> _Selected extract_:
##############################
Daddy's

By Lindsay Hunter



Featherproof Books
September 2010
340 pages
978-0982580806   

 

Reviewed by Nik Korpon


 

The baby was normal when it came out.

From this first sentence of "That Baby" you quickly figure out that things in this story—in all the stories in Lindsay Hunter’s collection Daddy’s—will end poorly. If this were a crime collection, I'd say that the lines between victim and perp are blurred. Sure, there are hundreds of tiny crimes—of the heart, the soul, the body, the mind—but it's not so much that anyone maliciously acts out against another person, more that the characters are lost inside themselves, fighting and scraping to find a way out.

In "The Fence," one of the most moving and layered stories in the collection, a woman can only find sexual pleasure by pressing the dog's electric collar against the fabric of her underwear and walking into the invisible fence. Though it seems that she and her libidinous husband have always had an active sex life, something has apparently changed, causing her to wonder "if my trips out there were the cause of the sudden urgency of our sex life, if he could sense that something was different, if the fence worked on him without him even knowing about it." Her urges get worse and worse until the husband declares that the dog, Marky, knows where it lives, rendering the fence useless. The narrator sneaks out of the house, husband deep in post-coital sleep, and walks up to the fence, finally working up the nerve to put the collar on bare flesh, and falls to the ground, overwhelmed by orgasm. This sequence sets up one of the most beautiful passages in the book:

On my back in the grass the night sky looked close enough to touch and then I had the strange feeling that I was floating, that I wasn't lying in the grass, that I was rushing up too quickly into the night and that I would break through the layers of the earth to freefall through space forever, It was the loneliest feeling and I left my place in the grass and went back to the house and up the stairs to our bed […] and when I lay down Tim turned over in sleep and molded his body to mine and Marky let out a long sigh. My underwear was wet and cold and I wished I had taken it off.

She finds liberation through something designed to contain, and she is lonelier during the most intimate contact than when there's no one around.
##############################
> _Listed entries_:

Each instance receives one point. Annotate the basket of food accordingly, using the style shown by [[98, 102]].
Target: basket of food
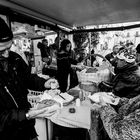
[[90, 76]]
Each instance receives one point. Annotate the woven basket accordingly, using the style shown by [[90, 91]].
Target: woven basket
[[92, 87], [103, 73]]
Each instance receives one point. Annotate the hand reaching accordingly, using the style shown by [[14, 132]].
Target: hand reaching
[[49, 81]]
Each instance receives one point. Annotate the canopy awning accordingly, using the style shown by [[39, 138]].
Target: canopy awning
[[71, 13]]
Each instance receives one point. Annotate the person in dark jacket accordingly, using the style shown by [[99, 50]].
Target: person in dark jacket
[[126, 82], [111, 57], [64, 61], [16, 116], [45, 51]]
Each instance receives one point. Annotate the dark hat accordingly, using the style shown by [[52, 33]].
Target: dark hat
[[127, 55], [5, 32]]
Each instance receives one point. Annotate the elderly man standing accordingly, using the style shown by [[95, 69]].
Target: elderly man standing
[[16, 116]]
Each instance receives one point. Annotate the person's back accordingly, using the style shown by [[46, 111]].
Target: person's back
[[45, 51], [138, 54]]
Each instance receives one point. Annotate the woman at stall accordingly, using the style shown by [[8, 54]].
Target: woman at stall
[[64, 61]]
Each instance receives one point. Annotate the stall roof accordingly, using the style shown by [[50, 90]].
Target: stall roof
[[74, 13]]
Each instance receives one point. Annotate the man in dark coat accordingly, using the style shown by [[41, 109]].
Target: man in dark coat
[[16, 117]]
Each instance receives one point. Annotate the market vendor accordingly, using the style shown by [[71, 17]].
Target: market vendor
[[16, 117], [124, 124]]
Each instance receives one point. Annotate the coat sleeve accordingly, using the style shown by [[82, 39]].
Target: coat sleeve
[[117, 126]]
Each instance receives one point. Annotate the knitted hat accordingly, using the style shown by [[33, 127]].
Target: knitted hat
[[126, 55], [5, 32]]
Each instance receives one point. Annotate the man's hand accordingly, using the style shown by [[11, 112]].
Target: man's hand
[[49, 82], [33, 113]]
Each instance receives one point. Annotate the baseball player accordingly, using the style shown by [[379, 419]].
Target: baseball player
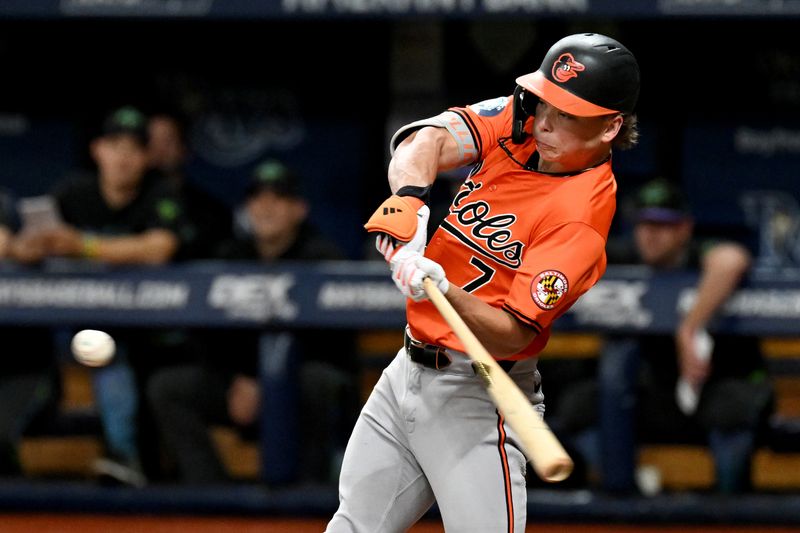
##############################
> _Task A_: In the review of Daddy's, what is the name of the dog in "The Fence"?
> _Task B_: According to the review of Daddy's, why would the reviewer say that the lines between victim and perp are blurred if this were a crime collection?
> _Task C_: Pick up the review of Daddy's after its final sentence and continue it.
The rows above are separate material and have no connection to the review of Daddy's.

> _Answer box A_: The dog is named Marky.

> _Answer box B_: Although there are many small crimes of the heart, soul, body and mind, the characters do not maliciously act against one another. Instead, they are lost inside themselves and are fighting and scraping to find a way out.

> _Answer box C_:
Daddy's is by no means a collection with some stellar stories and a bunch of filler in between. Each piece complements the previous, peeling away layers of the fragile and disturbing collective psyche. Someone described Chuck Palahniuk's work as people acting in extreme ways to try and find some connection in society, that the world is so barren they need these exaggerated actions to feel human. I'd propose almost the opposite for the people in Daddy's, that everything is tilted and over-saturated with static and these characters are just trying to make sense of what surrounds them, to find the equilibrium in their world. A boyfriend subjects his girlfriend to a number of worst-case scenarios in “Unpreparing.” It's like the Zombie Survival Guide but worse, because it's real. "My boyfriend and I have sex and when we're finished he holds me close and whispers into my ear, I just date-raped you. What do you do now?" She deals with it, almost agreeing with her mother, who says that it's just a phase. Later, a child who lives in the apartment above them finds the boyfriend at the bottom of the stairs, covered in blood. The paramedics soon realize it's actually ketchup; when she picks him up from the hospital lobby, he says, "I wanted you to find me […] I wanted to see what you would do if someone murdered me." The scenes get better—or worse, rather—but explaining would ruin the surprise. Is it misguided love? A friendly push at self-realization? True desire to have her ready for any emergency situation? I'm not sure. Should I be? Is it important to know?

In order to achieve this complexity of character, the author must be willing to portray the characters exactly as they are, no matter how intense or unsightly. Without Lindsay Hunter’s deft touch, these stories could be maudlin or melodramatic, or even worse: cautionary tales. For a perfect example, read "Love Song," high on my All-Time Top Five list for short stories. You could say it is heartbreaking, gut-wrenching, all the other -ing descriptions; they work, but they don't cover it. A birthday date, a father-daughter bonding moment, a survey of America and a constant two seconds away from falling from ecstasy into oblivion? We're getting there.

The horrifying beauty of these stories is the simplicity behind them. There are no convoluted descriptions, overwrought metaphors, or sentences so heavy with syntactical architecture that they collapse on themselves. These are pure character stories ("Wolf River" being a shining testament to the short form as a window into numerous lives and not just a self-contained piece of art.) The people are terribly real, living terribly real lives.

I think the teenage narrator of "Love Song" captures the feeling of the collection best. She's sitting in a Ruby Tuesday at the mall, drinking Coke, watching the saleswoman reject her drunken father after several minutes of trying to hock jewelry. Her father stumbles away, and she says, "Her hair was askew and I knew she was rattled, but she'd get over it, everyone gets over it, or they don't."